● Exercise requirements
Format the records below as a two-column CSV with the header row text,answer and one row for each record. Put each record's text and its answer in one double-quoted field apiece, with any line breaks replaced by spaces.
>> START
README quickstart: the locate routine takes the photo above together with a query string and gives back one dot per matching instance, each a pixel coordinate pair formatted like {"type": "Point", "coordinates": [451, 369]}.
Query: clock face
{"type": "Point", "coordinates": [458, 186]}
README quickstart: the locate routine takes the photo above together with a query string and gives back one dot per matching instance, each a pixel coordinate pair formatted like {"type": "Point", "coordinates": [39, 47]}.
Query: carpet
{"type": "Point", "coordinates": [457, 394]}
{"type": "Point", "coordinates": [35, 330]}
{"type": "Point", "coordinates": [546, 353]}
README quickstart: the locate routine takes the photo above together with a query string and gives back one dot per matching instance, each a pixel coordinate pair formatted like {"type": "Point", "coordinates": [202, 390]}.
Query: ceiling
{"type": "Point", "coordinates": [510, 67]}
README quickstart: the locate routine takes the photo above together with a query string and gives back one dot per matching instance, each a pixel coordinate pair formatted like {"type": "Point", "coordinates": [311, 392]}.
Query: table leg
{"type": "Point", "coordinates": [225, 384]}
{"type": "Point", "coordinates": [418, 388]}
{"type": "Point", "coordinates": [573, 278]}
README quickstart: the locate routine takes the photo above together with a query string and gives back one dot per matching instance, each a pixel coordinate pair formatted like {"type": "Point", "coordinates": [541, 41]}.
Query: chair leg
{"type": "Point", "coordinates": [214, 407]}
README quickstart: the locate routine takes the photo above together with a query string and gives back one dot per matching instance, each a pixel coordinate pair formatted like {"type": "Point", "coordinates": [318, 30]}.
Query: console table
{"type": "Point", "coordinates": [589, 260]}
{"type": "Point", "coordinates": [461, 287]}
>> END
● Finished exercise
text,answer
"README quickstart: the locate routine takes the photo above together with a query string and gives back one dot per matching instance, each a pixel coordinate pair formatted like {""type"": ""Point"", ""coordinates"": [451, 369]}. Query: clock face","{""type"": ""Point"", ""coordinates"": [458, 186]}"
"README quickstart: the locate routine takes the photo above together with a query string and gives back one dot per matching instance, each a pixel coordinate pair formatted like {""type"": ""Point"", ""coordinates"": [39, 47]}. Query: carpet","{""type"": ""Point"", ""coordinates"": [457, 394]} {""type"": ""Point"", ""coordinates"": [35, 330]} {""type"": ""Point"", ""coordinates"": [546, 353]}"
"README quickstart: the locate routine takes the photo above together with a query string and gives back one dot per matching instance, each a pixel coordinate pair formatted like {""type"": ""Point"", ""coordinates"": [202, 390]}. Query: ceiling","{""type"": ""Point"", ""coordinates"": [510, 67]}"
"README quickstart: the locate routine takes the photo above together with a query string and gives back one dot per matching instance, each a pixel coordinate pair formatted like {""type"": ""Point"", ""coordinates"": [311, 392]}. Query: table leg","{""type"": ""Point"", ""coordinates"": [225, 384]} {""type"": ""Point"", ""coordinates"": [418, 388]} {""type"": ""Point"", ""coordinates"": [573, 278]}"
"README quickstart: the locate routine takes the photo above together with a query string and gives back one dot per matching instance, each a pixel coordinate pair formatted like {""type"": ""Point"", ""coordinates"": [541, 41]}. Query: chair leg","{""type"": ""Point"", ""coordinates"": [214, 407]}"
"README quickstart: the locate routine takes the photo above together with a query string and gives back one dot per matching instance, each a pixel coordinate pair formatted like {""type"": ""Point"", ""coordinates"": [318, 30]}. Query: console table","{""type"": ""Point"", ""coordinates"": [589, 260]} {""type"": ""Point"", ""coordinates"": [461, 287]}"